* _SET PROBLEM_
In the lines that open with the one containing "Point out red-brown" and close with the one containing "Point out wooden", replace "frame" with "image" and write out only those lines, with everything else unchanged.

* _RAW RECORDS_

————

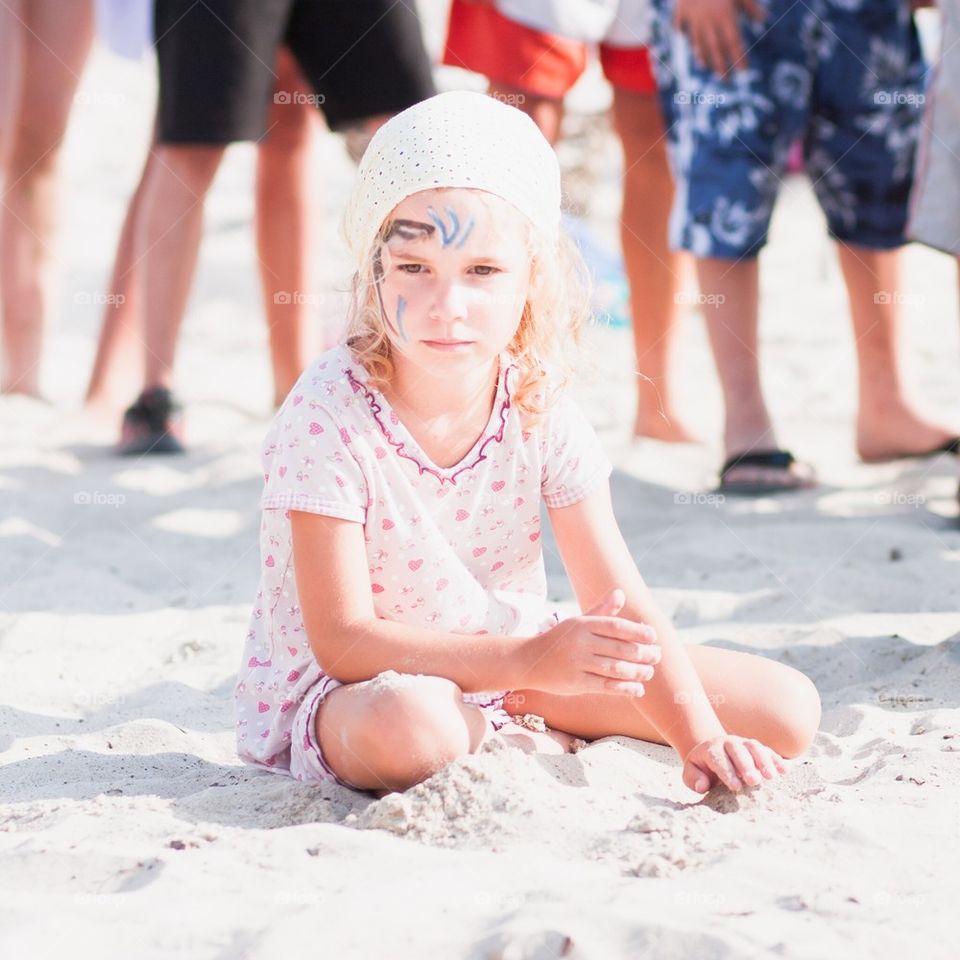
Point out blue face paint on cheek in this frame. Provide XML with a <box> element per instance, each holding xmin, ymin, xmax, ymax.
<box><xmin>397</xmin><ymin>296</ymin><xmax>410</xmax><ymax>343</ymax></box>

————

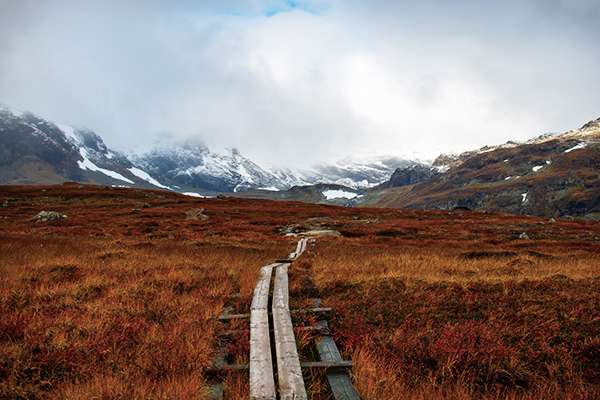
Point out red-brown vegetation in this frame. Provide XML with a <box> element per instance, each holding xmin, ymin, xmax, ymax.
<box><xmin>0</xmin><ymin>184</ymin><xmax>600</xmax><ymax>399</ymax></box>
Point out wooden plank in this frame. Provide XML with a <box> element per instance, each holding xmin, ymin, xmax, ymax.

————

* _SOLUTION FOR THIS TASK_
Point out red-brown vegetation in this image. Provide XML with a <box> element per instance, each holding xmin, ymin, xmax, ymax.
<box><xmin>0</xmin><ymin>184</ymin><xmax>600</xmax><ymax>399</ymax></box>
Point out wooden plank in this image. Provide XML with a <box> element per instance, each holding xmin, ymin, xmax, ymax.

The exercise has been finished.